▶ **REQUIREMENTS**
Copy the lines of the material below exactly, from the line containing "Pick out the white structure" up to and including the line containing "x=1178, y=284".

▶ **Collection entries**
◆ ◆ ◆ ◆
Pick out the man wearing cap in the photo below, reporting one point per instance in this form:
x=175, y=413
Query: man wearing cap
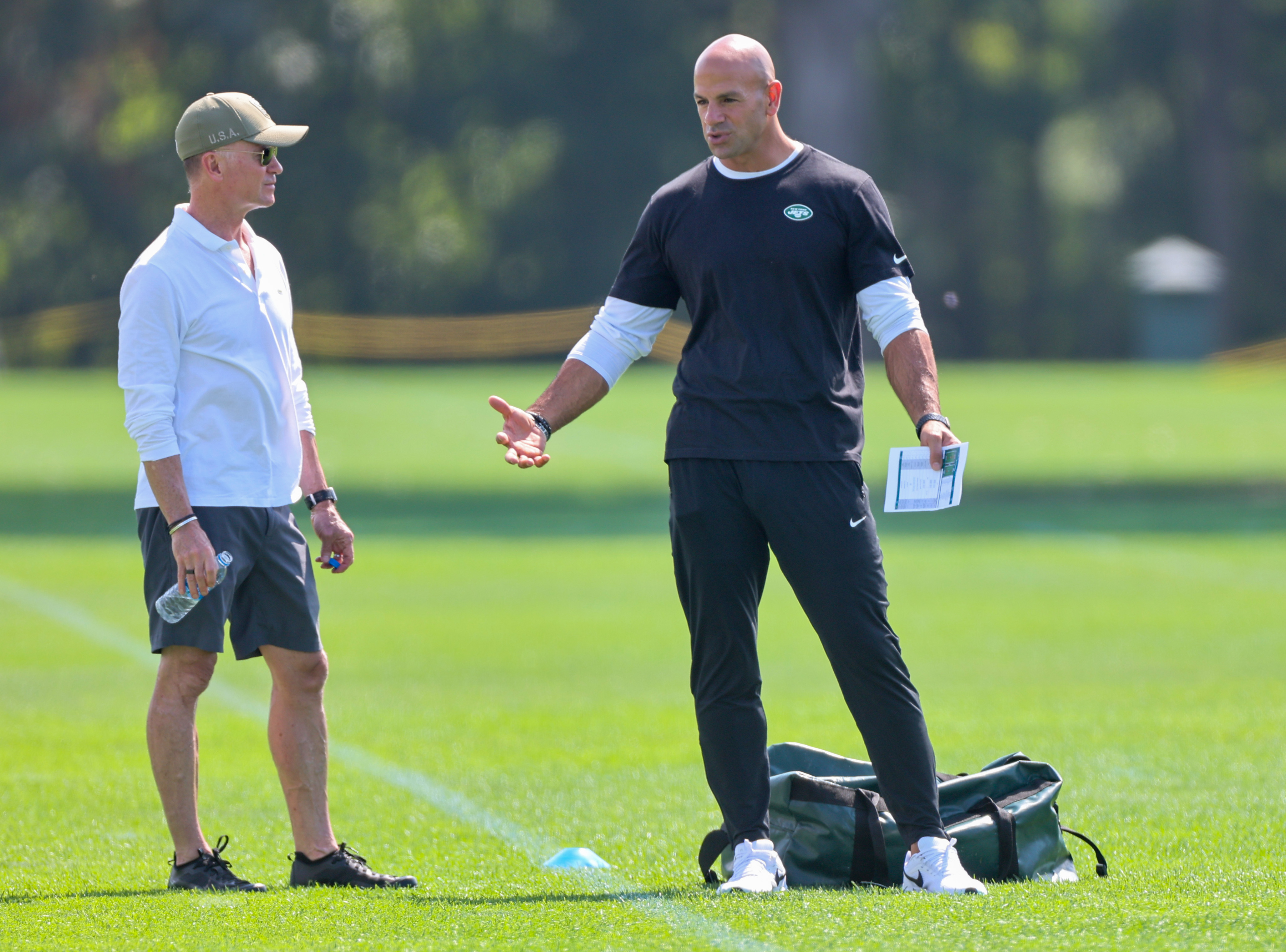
x=216, y=403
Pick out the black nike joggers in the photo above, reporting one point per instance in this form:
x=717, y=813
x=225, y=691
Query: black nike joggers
x=724, y=515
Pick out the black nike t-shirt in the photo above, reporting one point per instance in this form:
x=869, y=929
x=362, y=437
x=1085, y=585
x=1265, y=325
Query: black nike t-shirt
x=770, y=269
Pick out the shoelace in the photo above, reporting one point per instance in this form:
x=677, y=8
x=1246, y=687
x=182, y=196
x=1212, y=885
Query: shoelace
x=942, y=861
x=349, y=856
x=740, y=870
x=214, y=860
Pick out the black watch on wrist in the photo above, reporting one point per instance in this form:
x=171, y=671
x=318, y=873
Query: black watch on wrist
x=939, y=417
x=322, y=496
x=542, y=424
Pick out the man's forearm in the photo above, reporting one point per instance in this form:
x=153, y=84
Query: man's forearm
x=577, y=388
x=312, y=478
x=165, y=477
x=913, y=372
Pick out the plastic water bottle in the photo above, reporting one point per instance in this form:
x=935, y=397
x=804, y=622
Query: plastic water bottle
x=177, y=603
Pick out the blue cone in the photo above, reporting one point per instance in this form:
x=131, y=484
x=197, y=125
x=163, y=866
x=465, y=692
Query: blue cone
x=577, y=858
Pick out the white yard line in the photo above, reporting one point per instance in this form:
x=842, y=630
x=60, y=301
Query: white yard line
x=677, y=916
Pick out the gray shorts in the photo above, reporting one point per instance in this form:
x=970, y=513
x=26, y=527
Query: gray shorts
x=269, y=594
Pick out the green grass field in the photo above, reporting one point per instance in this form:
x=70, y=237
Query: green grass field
x=510, y=675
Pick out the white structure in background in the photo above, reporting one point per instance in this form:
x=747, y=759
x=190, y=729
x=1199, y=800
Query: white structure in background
x=1178, y=284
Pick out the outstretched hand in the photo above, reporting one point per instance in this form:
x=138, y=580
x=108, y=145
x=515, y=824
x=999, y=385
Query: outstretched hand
x=937, y=437
x=524, y=440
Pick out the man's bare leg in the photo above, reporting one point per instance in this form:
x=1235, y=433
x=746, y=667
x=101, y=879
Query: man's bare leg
x=183, y=676
x=297, y=736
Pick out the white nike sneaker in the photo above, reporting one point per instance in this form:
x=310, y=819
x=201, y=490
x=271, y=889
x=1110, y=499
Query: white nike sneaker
x=755, y=869
x=937, y=869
◆ ◆ ◆ ◆
▶ **WRITTEN RESPONSE**
Pick out the white structure in background in the photo above, reporting one point per instance in this form:
x=747, y=759
x=190, y=729
x=1199, y=800
Query: white structure in background
x=1178, y=284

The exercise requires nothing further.